Work to complete »
Swap "marker" for "pin" in the stretch of entries from the line containing "520, row 123." through the line containing "column 408, row 205", and give back only those lines with nothing else changed.
# # # #
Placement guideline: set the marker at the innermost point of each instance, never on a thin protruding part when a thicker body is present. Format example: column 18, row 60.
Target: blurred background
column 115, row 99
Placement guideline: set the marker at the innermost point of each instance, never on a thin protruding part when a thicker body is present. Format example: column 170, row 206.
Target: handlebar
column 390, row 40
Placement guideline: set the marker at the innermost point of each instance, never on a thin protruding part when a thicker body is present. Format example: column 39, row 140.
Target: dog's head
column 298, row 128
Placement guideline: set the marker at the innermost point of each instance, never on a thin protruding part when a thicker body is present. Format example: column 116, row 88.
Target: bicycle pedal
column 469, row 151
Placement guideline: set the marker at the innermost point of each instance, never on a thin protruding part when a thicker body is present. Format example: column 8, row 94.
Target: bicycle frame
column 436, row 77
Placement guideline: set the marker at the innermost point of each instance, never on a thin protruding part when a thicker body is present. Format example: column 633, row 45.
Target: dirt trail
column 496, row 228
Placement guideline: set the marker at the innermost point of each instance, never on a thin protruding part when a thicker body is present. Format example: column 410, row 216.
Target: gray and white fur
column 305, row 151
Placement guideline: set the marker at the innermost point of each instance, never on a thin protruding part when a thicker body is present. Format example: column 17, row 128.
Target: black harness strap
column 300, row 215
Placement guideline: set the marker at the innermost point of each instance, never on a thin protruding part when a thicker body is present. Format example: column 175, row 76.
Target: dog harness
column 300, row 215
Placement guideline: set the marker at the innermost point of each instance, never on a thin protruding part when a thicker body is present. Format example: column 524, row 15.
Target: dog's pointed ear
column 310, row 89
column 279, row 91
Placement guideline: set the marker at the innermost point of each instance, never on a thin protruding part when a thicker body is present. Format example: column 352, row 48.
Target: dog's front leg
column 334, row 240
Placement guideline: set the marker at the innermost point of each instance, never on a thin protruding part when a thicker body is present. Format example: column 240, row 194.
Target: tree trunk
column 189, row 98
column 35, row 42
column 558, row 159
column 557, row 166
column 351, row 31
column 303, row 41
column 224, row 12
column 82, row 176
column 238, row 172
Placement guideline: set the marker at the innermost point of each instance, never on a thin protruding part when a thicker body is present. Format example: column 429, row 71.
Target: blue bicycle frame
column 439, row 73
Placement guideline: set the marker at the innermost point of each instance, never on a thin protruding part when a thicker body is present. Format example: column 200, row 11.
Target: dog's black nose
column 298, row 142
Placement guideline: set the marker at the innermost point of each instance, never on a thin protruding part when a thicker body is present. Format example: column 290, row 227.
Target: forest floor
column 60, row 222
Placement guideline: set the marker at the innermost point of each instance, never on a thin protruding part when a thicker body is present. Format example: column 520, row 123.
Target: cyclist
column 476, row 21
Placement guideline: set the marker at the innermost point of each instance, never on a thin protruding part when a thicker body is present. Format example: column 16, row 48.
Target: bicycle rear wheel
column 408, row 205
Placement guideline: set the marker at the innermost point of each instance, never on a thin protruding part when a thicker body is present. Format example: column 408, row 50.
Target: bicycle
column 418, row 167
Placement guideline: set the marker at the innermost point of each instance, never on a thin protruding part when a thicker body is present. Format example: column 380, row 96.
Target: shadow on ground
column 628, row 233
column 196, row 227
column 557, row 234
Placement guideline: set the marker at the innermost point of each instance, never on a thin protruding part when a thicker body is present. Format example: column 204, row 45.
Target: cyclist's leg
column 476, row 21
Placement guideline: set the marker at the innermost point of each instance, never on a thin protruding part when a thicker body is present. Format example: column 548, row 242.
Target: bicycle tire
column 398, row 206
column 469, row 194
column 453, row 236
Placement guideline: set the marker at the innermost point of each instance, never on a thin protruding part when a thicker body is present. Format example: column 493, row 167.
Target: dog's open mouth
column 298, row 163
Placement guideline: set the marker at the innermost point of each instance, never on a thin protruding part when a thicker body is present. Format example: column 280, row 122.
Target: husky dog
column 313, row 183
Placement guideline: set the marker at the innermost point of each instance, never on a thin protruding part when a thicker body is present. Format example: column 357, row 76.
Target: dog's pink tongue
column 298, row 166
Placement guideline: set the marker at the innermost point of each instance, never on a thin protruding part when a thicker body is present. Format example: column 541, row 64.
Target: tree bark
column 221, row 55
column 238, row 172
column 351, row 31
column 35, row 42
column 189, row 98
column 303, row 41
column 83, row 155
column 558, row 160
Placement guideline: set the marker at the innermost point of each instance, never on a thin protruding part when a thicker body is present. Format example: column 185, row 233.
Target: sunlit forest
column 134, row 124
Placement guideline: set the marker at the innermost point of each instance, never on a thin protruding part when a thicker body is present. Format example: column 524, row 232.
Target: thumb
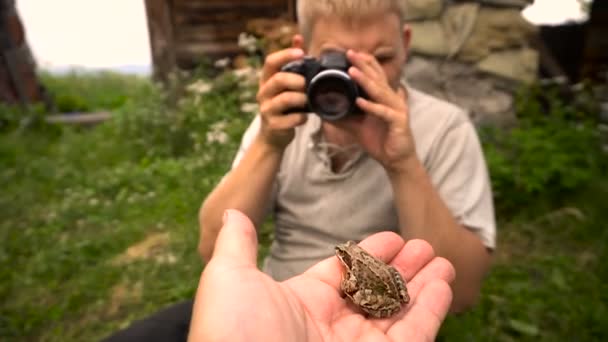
column 237, row 239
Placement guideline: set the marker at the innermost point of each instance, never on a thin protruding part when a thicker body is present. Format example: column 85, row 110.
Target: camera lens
column 332, row 94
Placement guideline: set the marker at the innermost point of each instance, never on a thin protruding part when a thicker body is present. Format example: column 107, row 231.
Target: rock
column 520, row 4
column 423, row 9
column 458, row 24
column 276, row 34
column 519, row 65
column 488, row 99
column 428, row 39
column 496, row 29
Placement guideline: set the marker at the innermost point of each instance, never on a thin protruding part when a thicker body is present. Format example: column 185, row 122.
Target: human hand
column 385, row 132
column 237, row 302
column 279, row 91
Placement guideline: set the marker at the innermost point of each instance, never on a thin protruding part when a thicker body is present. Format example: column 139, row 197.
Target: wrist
column 269, row 146
column 409, row 168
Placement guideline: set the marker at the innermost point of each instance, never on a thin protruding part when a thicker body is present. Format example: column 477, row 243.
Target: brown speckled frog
column 372, row 285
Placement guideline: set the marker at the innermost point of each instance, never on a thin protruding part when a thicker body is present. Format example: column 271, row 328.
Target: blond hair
column 310, row 10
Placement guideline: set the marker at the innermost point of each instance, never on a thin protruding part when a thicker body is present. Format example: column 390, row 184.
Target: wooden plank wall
column 595, row 54
column 182, row 32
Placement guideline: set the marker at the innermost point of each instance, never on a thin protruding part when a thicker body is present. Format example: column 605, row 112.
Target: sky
column 113, row 34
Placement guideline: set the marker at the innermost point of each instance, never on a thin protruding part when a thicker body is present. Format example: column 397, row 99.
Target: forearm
column 246, row 188
column 424, row 215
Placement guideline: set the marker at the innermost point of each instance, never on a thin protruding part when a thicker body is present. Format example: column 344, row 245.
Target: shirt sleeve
column 246, row 141
column 459, row 172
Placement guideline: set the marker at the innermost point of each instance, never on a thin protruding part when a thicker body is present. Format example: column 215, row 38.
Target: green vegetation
column 99, row 226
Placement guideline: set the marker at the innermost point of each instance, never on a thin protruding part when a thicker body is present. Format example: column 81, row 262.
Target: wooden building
column 182, row 32
column 18, row 80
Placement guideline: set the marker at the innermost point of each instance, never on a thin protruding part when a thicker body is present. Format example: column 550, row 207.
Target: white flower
column 222, row 63
column 200, row 87
column 217, row 137
column 250, row 107
column 248, row 76
column 216, row 134
column 247, row 42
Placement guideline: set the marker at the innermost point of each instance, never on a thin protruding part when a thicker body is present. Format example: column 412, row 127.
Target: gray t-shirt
column 315, row 208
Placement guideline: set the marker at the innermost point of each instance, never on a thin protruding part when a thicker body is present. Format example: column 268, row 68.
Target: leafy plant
column 554, row 150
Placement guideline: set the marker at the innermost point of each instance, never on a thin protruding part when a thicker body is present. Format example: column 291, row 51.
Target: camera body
column 331, row 92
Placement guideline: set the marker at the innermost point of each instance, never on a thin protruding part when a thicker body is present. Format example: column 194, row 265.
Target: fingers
column 281, row 82
column 275, row 61
column 237, row 240
column 425, row 316
column 384, row 245
column 282, row 102
column 383, row 112
column 367, row 64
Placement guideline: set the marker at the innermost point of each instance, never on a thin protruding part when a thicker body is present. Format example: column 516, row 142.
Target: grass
column 99, row 226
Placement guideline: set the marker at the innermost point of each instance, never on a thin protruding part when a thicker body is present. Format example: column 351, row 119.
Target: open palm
column 236, row 301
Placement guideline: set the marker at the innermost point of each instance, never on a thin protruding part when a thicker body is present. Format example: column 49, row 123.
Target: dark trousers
column 168, row 325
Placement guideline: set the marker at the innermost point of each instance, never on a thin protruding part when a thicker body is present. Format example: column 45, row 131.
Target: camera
column 331, row 92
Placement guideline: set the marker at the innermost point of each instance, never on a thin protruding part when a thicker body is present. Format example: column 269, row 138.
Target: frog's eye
column 345, row 257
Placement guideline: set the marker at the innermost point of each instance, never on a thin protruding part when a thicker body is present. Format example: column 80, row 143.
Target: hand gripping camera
column 330, row 90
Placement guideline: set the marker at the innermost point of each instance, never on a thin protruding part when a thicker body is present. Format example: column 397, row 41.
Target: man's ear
column 406, row 36
column 297, row 41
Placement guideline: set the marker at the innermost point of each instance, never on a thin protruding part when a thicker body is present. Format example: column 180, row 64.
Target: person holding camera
column 343, row 149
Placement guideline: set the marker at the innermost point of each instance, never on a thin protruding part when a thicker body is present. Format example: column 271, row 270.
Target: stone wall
column 473, row 53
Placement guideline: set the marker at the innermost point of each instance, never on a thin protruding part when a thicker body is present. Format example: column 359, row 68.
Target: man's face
column 381, row 36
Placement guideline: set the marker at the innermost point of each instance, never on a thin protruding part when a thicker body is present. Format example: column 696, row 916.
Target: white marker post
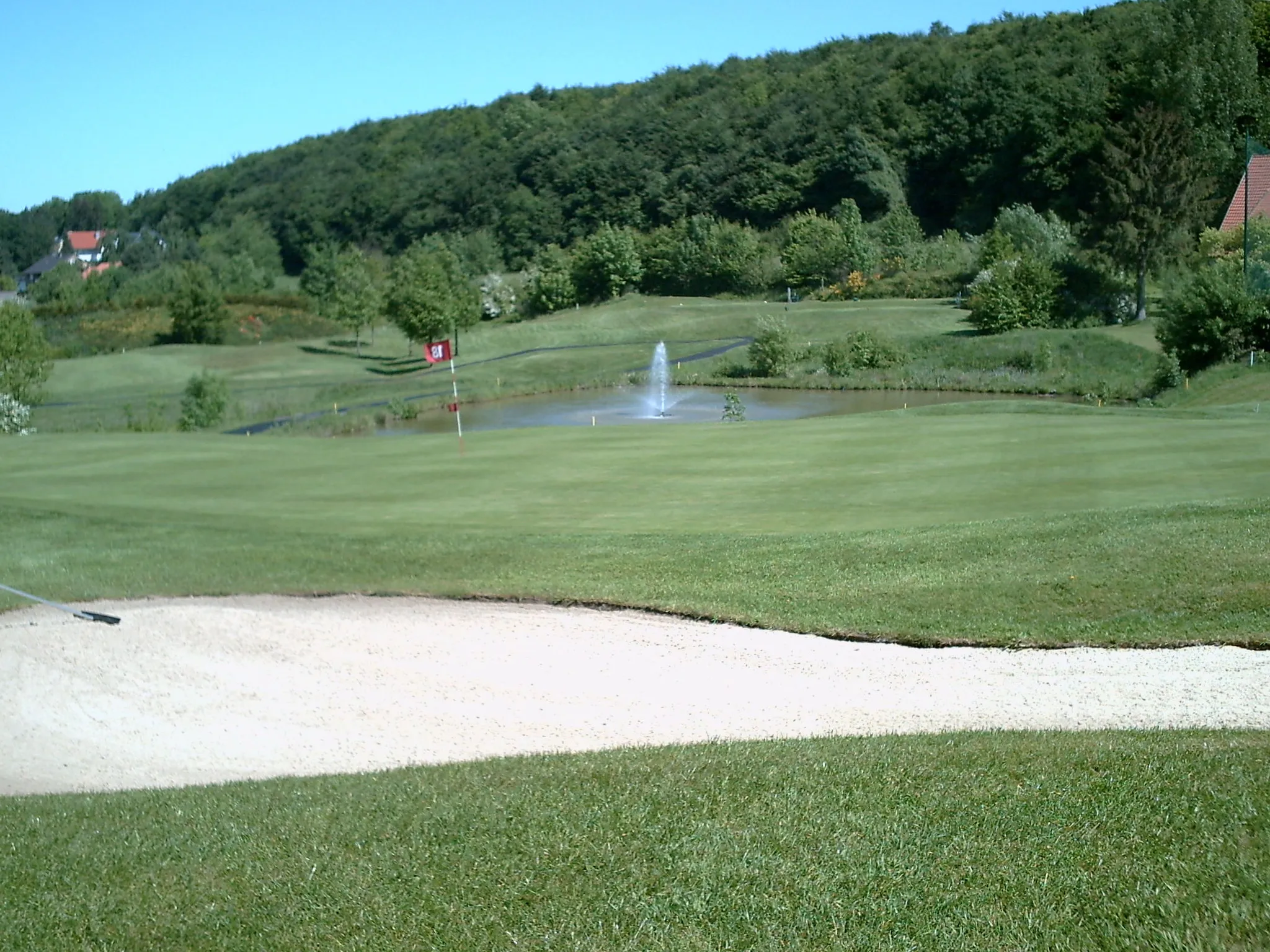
# # # #
Answer below »
Placement guideline: set the pin at the innermost point of each instance, never on a thin protruding part when a thicker body is present. Format example: column 520, row 123.
Target: cyclist
column 476, row 21
Placement guideline: set the pin at the innermost point of each instance, never on a thin protruding part when a thicker body is present. Format example: column 16, row 48.
Target: bicycle rear wheel
column 408, row 205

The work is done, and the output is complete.